Welcome to the Global Health Consortium
Health is a fundamental human right.
The Global Health Consortium (GHC) is a collaborative vision – both within the Americas and abroad – to ensure that individuals and communities have greater access to better health.
GHC is a collaborative platform focused on coordinating national and international partnership initiatives in order to provide health solutions to the world’s population. It is a neutral academic environment that engages the public with an intelligent discourse on the world’s toughest health challenges, requiring both immediate attention and long-term solutions.
This is a challenge well suited to a thriving community of uniquely talented faculty across all disciplines of Robert Stempel College of Public Health & Social Work, as well as throughout FIU.
It takes cutting-edge research, global alliances, and a lot of heart to ensure health is improved – worldwide.
GHC pillars
Antimicrobial resistance (AMR)
The ability of a microorganism (like bacteria, viruses, and some parasites) to stop an antimicrobial (such as antibiotics, antivirals, and antimalarials) from working against it. As a result, standard treatments become ineffective, infections persist and may spread to others.
Vector-borne
diseases
Illnesses caused by pathogens and parasites in human populations. Every year there are more than 1 billion cases and over 1 million deaths globally from vector-borne diseases such as malaria, dengue, schistosomiasis, human African trypanosomiasis, leishmaniasis, Chagas disease, yellow fever, Japanese encephalitis and onchocerciasis.
Environmental
health
The science and practice of preventing human injury and illness and promoting well-being by identifying and evaluating environmental sources and hazardous agents and limiting exposures to hazardous physical, chemical, and biological agents in air, water, soil, food, and other environmental media or settings that may adversely affect human health.
Our mission
- To be the catalytic platform to address the key challenges in global health affecting the large populations around the globe.
- To build a multidisciplinary internal, national and international collaborative partnerships to address the urgent health crisis.
- To promote education, interventions, innovations in health.
- To improve the living conditions of communities through a sustainable and equitable balance between health and the environment.

_ _ _

■ What you need to do:
1) In the Global Health Consortium text, print the part that opens with the words containing "The Global Health Consortium (GHC)" and closes with "improved – worldwide.".
2) Name every pillar listed under "GHC pillars" in the Global Health Consortium text.

Source data
_ _ _

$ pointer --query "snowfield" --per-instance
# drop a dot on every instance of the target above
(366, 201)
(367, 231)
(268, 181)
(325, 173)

_ _ _

■ Per-task answers:
1)
The Global Health Consortium (GHC) is a collaborative vision – both within the Americas and abroad – to ensure that individuals and communities have greater access to better health.
GHC is a collaborative platform focused on coordinating national and international partnership initiatives in order to provide health solutions to the world’s population. It is a neutral academic environment that engages the public with an intelligent discourse on the world’s toughest health challenges, requiring both immediate attention and long-term solutions.
This is a challenge well suited to a thriving community of uniquely talented faculty across all disciplines of Robert Stempel College of Public Health & Social Work, as well as throughout FIU.
It takes cutting-edge research, global alliances, and a lot of heart to ensure health is improved – worldwide.

2)
Antimicrobial resistance (AMR)
Vector-borne diseases
Environmental health